-- MATERIAL FOR THIS TASK follows --

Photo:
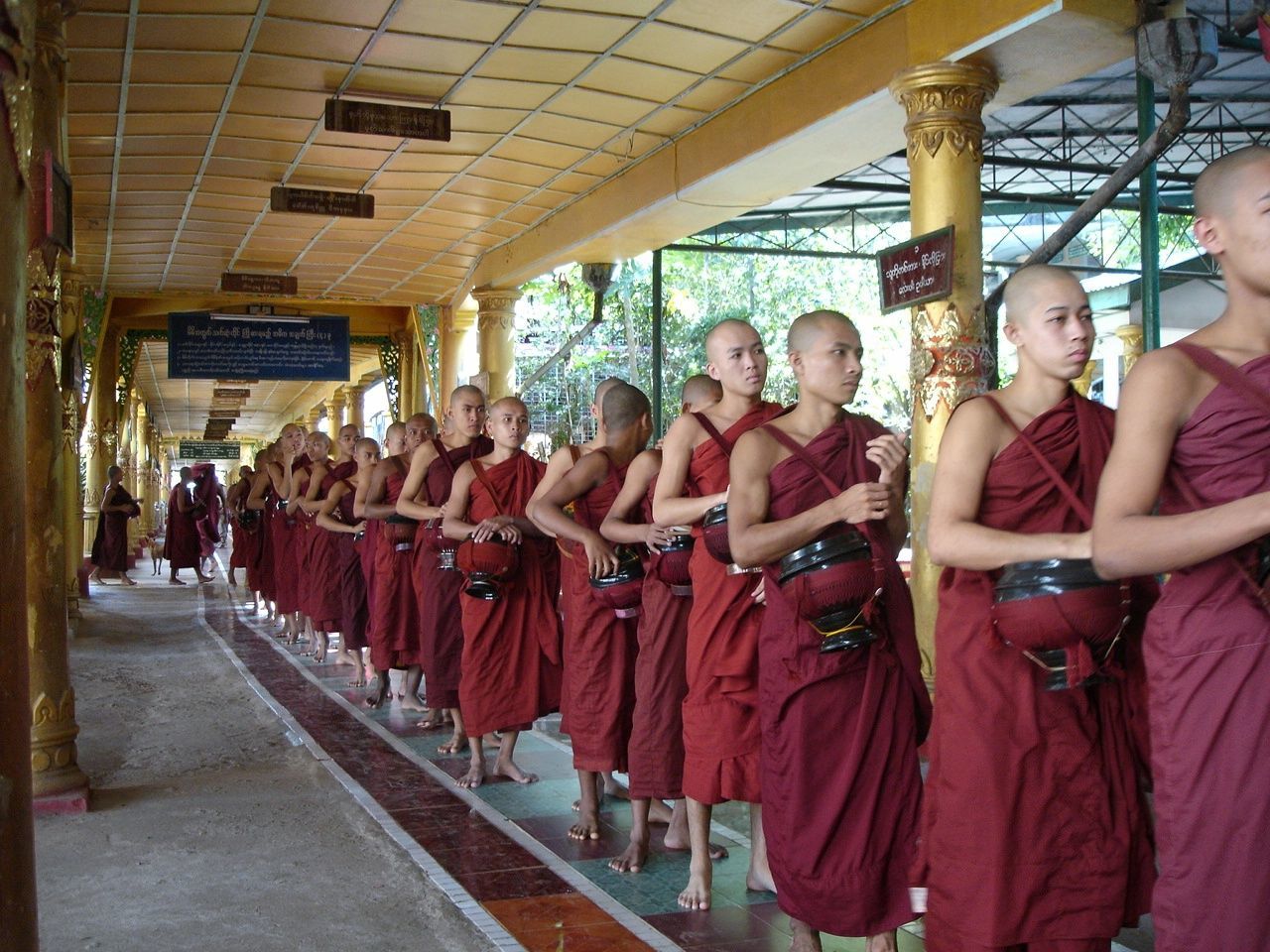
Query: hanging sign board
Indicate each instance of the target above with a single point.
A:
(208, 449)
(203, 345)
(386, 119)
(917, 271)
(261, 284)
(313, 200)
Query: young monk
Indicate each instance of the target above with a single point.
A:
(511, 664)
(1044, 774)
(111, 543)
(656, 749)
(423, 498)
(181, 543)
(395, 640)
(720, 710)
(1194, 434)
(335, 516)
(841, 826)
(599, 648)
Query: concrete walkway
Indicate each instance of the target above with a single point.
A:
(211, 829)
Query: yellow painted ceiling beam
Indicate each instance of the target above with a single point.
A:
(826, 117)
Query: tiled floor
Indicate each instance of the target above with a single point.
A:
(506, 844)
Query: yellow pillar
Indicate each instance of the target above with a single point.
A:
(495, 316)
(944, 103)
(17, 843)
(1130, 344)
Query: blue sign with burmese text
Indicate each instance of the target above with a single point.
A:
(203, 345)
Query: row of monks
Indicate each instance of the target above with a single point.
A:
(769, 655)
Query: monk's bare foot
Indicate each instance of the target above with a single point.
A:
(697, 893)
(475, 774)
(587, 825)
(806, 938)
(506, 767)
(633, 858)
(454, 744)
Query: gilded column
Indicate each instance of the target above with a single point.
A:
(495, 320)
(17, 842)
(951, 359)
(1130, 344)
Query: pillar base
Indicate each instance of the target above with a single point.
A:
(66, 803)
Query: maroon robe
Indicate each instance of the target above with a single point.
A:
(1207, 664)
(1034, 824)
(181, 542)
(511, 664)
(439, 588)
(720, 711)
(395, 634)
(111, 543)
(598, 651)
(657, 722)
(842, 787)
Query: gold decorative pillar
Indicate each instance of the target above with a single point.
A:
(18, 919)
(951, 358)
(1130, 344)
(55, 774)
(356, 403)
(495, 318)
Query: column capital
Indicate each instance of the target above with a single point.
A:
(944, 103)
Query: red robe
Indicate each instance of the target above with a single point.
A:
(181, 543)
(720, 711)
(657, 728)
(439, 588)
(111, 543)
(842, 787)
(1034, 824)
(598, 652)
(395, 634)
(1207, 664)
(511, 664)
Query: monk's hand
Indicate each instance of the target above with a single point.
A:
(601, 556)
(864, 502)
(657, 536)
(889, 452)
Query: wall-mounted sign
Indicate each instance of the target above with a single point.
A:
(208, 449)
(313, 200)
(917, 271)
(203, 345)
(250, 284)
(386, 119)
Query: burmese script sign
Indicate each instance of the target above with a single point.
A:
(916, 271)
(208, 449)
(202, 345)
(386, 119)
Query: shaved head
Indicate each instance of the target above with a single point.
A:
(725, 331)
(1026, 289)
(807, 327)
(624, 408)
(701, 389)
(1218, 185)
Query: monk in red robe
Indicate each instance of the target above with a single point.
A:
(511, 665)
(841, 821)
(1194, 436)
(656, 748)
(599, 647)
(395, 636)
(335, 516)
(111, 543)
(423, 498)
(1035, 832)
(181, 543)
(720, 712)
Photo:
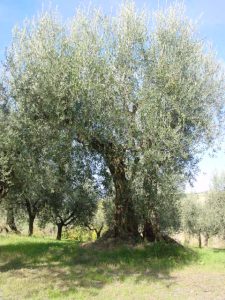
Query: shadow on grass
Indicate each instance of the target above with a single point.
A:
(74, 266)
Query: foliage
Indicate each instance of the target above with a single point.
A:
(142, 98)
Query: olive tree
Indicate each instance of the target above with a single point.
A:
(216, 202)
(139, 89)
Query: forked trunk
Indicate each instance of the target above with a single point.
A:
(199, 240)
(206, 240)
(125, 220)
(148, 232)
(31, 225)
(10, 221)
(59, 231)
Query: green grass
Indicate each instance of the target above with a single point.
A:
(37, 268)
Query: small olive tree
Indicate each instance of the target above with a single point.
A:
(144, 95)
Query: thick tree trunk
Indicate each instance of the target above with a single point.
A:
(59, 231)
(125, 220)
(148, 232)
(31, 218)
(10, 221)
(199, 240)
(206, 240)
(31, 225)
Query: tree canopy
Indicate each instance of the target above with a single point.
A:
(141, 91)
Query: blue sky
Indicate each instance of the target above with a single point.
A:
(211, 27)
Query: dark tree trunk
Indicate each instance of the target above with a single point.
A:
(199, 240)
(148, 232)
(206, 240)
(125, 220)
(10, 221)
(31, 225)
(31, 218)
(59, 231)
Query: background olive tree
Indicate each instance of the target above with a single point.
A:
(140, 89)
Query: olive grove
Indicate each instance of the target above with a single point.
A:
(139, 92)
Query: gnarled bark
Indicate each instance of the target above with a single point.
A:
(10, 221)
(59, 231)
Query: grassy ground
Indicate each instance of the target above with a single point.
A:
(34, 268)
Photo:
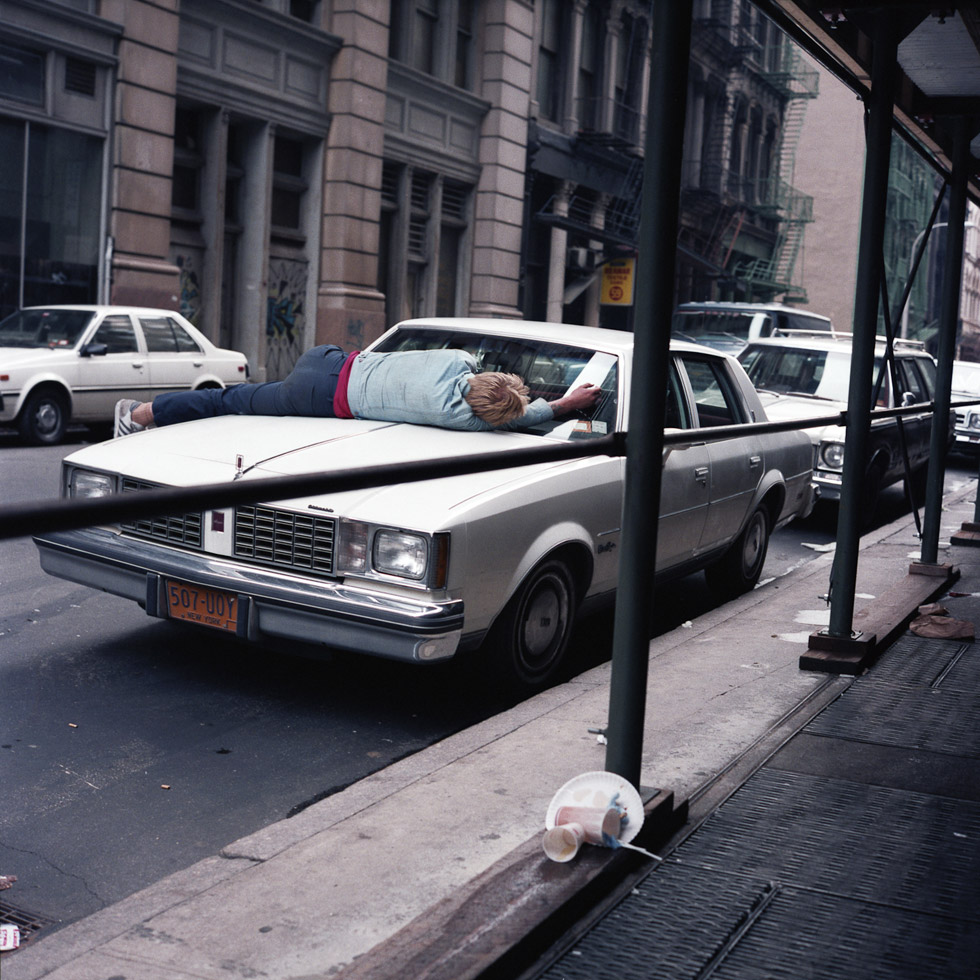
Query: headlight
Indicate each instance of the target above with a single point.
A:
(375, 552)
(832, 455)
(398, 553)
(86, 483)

-- MATERIAL FOR THIS TASK concluded --
-- MATERIAL FOR THIS TASK follows --

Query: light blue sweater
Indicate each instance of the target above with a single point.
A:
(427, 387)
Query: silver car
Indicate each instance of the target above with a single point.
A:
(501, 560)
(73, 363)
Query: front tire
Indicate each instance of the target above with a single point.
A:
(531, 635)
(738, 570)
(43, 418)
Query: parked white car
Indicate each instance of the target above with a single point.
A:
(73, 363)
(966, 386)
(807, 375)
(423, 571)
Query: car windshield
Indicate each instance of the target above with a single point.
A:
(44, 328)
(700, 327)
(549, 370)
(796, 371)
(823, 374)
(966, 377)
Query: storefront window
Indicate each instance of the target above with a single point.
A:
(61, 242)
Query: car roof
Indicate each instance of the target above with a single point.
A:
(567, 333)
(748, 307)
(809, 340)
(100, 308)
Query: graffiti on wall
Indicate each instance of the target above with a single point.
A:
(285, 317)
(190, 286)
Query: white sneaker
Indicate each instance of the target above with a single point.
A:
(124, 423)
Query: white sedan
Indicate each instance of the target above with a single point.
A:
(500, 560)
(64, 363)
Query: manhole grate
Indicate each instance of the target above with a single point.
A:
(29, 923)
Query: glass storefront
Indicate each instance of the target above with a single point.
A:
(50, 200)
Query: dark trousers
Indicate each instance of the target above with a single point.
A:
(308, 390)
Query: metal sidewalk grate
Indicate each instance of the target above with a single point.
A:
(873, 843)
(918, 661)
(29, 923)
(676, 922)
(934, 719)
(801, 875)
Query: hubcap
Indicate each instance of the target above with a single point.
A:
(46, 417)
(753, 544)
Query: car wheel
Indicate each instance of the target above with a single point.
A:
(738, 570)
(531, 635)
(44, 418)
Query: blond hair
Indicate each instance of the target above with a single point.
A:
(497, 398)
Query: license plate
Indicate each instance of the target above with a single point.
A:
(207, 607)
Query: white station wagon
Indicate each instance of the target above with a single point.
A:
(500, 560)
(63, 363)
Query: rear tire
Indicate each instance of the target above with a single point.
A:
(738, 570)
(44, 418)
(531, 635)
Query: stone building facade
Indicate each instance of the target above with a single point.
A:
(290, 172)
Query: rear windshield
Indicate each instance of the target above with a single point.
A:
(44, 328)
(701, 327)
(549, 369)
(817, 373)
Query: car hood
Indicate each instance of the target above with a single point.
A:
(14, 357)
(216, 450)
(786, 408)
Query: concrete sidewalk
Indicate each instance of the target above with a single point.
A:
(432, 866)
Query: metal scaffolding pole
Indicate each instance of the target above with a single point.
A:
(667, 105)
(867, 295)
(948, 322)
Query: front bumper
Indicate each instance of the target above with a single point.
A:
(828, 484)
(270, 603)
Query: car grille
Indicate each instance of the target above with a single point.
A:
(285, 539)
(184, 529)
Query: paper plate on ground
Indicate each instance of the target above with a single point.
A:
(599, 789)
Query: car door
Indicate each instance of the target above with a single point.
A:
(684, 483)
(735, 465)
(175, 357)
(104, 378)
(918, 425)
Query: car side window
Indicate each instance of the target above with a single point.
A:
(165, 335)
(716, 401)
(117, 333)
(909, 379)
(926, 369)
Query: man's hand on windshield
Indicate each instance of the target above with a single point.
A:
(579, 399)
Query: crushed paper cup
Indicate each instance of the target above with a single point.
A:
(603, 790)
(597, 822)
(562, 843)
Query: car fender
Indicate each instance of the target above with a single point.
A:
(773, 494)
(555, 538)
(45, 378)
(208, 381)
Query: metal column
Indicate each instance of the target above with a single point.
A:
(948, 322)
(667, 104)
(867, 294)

-- MATERIAL FOR THIS TASK concluded --
-- MATERIAL FOR THIS TASK follows --

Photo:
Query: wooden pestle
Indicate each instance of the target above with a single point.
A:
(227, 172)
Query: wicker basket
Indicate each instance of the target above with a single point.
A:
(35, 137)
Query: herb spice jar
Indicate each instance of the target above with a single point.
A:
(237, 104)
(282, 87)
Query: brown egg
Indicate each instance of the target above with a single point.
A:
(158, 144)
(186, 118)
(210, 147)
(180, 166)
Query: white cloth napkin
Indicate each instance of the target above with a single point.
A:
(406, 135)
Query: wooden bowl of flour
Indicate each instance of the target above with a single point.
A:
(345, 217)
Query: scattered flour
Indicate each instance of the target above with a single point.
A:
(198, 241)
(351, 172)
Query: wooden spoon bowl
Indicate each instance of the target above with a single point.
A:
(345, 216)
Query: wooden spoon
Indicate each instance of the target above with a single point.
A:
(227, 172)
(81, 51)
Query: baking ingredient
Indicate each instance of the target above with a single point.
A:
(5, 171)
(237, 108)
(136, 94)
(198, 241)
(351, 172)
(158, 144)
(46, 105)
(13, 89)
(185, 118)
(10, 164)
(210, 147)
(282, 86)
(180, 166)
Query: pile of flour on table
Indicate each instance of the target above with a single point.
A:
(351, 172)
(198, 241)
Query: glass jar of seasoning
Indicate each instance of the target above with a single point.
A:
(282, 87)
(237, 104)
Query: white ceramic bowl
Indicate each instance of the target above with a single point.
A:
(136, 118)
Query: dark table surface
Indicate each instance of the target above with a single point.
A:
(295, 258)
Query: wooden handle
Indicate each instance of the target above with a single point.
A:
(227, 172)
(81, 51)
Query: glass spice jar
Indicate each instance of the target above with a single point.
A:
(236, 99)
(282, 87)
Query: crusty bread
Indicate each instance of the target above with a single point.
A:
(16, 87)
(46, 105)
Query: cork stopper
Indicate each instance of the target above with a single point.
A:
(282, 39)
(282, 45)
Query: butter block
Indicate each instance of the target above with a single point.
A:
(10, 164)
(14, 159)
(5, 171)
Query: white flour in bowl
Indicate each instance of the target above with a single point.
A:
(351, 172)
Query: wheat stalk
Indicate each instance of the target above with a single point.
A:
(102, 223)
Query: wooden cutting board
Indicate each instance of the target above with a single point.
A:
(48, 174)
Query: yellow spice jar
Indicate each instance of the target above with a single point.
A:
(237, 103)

-- MATERIAL FOR THIS TASK concluded --

### WORK TO BE COMPLETED
Return, from the data above, each line in which the string "blue" appears.

### EXERCISE ANSWER
Query: blue sign with burmese text
Query: blue sky
Query: light blue sweater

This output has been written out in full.